WORKING DATA:
⟨

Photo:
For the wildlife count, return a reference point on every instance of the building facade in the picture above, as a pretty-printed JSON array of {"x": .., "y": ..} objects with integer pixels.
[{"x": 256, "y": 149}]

⟩
⟨

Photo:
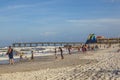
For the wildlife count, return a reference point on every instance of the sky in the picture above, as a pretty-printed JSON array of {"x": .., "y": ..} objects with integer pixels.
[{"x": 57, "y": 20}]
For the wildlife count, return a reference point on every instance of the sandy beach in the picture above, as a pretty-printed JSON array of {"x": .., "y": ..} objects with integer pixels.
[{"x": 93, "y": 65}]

⟩

Show each line in the rows above that contains the string "return". Only matches with the same uppercase and lowercase letters count.

For the wildlife count, return a reference point on every instance of the building facade in the picture above, as a pretty-printed JSON array of {"x": .., "y": ..} objects with integer pixels.
For the wildlife count, return a reference point on every instance of the sky in the picture above, as a pretty-printed JSON array of {"x": .., "y": ..} objects with integer pixels.
For the wildlife count, return a reference point on every instance of the sandy beach in the picture above, as a pretty-printed JSON array of {"x": .., "y": ..} objects with integer pixels.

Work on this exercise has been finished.